* start Document extract *

Creating a matrix to SCALE around an arbitrary axis?

I know how to create a rotation matrix around an arbitrary axis. But I'm looking to SCALE around an arbitrary axis. The goal is to produce a ray-trace where the ray has thickness. Ultimately what I want to do is specify ray's start/end point, and a thickness.

Then the algorithm would scale all candidate faces around the ray's axis, and then I can do a simple DoesLineIntersectTriangle test.

However, online I can find dozens of examples of creating a rotation matrix around an axis... but I can't find even a single example of SCALING around an axis.

The only way I can think of would be to rotate the matrix so the ray is, say, aligned to the Z axis, then I can scale everything else's xy axis. But that seems like a hacky way of doing it. Is there a known algo for scaling around an axis?

(Preferably in C++, though I can convert from other languages)

So, this appears to be a NON-working concept:

Matrix& Matrix::ScaleAroundAxis3D(Vector theAxis, float theScale)
{
    Matrix aMat;
    aMat.RotateFromTo(theAxis,Vector(0,0,-1));
    aMat.Scale(theScale,theScale,1.0f);
    aMat.Multiply(&BuildRotateFromToMatrix(Vector(0,0,-1),theAxis));
    return Multiply(&aMat);
}

Producing this result when I specify the axis as Vector(.707,0,.707): Picture of results

Red is the original quad, yellow line is the axis, green is the quad transformed via the function above. But shouldn't the green result lie in the same plane as the red quads, only appropriately shrunk around the axis?

Solution

  • Things become easier when the axis are coincident with the objects.

    Translate main axis to any point in the axis-line you have.
    Rotate main axis so the Z-axis is axis of your cylinder. I think the typical "LookAt" function used in OpenGL does both translation & rotation in one matrix.
    Now you can scale the objects.
    Rotate back, translate back, in this order. Or use the inverse of the LookAt matrix.

    If you need cylinder-triangle collision I recomend the same method. Once you have things in the axis-line system you only need X,Y coordinates, so you have a 2D circle-triangle intersection, which is much easier than the 3D problem.

* end Document extract *
* start Provided data *

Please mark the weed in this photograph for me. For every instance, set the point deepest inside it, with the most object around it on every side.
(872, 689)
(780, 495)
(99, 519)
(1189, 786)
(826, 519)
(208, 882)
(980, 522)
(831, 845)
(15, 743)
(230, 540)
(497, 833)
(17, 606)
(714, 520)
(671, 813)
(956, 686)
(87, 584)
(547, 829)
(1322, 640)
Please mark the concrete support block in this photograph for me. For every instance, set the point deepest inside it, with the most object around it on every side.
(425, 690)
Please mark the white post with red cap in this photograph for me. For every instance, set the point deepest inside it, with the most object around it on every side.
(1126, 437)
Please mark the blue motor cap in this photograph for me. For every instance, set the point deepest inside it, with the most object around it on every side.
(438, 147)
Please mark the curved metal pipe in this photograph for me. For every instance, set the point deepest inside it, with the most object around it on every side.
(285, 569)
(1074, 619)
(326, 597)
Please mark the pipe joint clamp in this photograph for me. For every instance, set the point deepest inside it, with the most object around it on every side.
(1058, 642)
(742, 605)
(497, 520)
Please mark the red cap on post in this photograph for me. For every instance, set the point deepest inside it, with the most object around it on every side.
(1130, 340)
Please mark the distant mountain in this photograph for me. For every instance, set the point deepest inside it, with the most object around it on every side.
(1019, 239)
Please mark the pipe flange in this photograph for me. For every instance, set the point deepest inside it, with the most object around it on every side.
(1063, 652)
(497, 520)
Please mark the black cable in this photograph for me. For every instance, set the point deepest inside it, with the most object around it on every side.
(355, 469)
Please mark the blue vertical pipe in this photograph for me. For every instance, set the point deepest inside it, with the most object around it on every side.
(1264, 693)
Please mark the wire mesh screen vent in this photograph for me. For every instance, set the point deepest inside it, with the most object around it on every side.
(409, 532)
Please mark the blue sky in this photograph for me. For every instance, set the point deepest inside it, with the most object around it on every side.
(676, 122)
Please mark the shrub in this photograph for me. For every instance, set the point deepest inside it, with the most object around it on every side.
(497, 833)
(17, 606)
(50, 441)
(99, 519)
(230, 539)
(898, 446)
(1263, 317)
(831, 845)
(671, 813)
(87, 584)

* end Provided data *

- To be done -
- 1) In the thread on scaling around an arbitrary axis, list each color named in the sentence that begins "Red is the original quad," together with what that color stands for.
- 2) Output as a numbered list the rows that start at the line containing "Please mark the shrub" and run through the last row, both ends included.

- Outputs by task -
- 1)
- Red: the original quad
- Yellow: the line that is the axis
- Green: the quad transformed via the function

- 2)
1. Please mark the shrub in this photograph for me. For every instance, set the point deepest inside it, with the most object around it on every side.
2. (497, 833)
3. (17, 606)
4. (50, 441)
5. (99, 519)
6. (230, 539)
7. (898, 446)
8. (1263, 317)
9. (831, 845)
10. (671, 813)
11. (87, 584)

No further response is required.